Le conseiller du pape, le père Spadaro, blasphémateur et hérétique ? (30/08/2023)

D'Edward Pentin sur son blog :

Le conseiller du pape, le père Antonio Spadaro, accusé de "blasphème hérétique".

30 août 2023

Le pape François s'entretient avec le père jésuite Antonio Spadaro.

L'un des plus proches conseillers du pape François, le père jésuite Antonio Spadaro, a été accusé de "blasphème hérétique" après avoir dépeint le Seigneur comme un être humain imparfait ayant besoin d'être converti du "nationalisme" et de la "rigidité".

Dans Il Fatto Quotidiano du 20 août, un quotidien italien de gauche très laïc, le père Spadaro s'est penché sur le récit évangélique de la foi d'une femme cananéenne et a conclu que Jésus avait été guéri et libéré "de la rigidité des éléments théologiques, politiques et culturels dominants à son époque".

#### Données enregistrées:
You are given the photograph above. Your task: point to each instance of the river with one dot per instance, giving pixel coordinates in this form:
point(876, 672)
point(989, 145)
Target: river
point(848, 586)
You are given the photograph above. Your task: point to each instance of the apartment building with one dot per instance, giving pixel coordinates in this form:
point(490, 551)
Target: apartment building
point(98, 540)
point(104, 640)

#### Consigne écrite:
Veuillez reproduire tel quel le passage de l'extrait sur le père Spadaro compris entre "Le conseiller du pape, le père Spadaro, blasphémateur" et "jésuite Antonio Spadaro.", ces deux bornes incluses. Les lignes forment un matériau distinct de l'extrait.

#### Réponse:
Le conseiller du pape, le père Spadaro, blasphémateur et hérétique ? (30/08/2023)

D'Edward Pentin sur son blog :

Le conseiller du pape, le père Antonio Spadaro, accusé de "blasphème hérétique".

30 août 2023

Le pape François s'entretient avec le père jésuite Antonio Spadaro.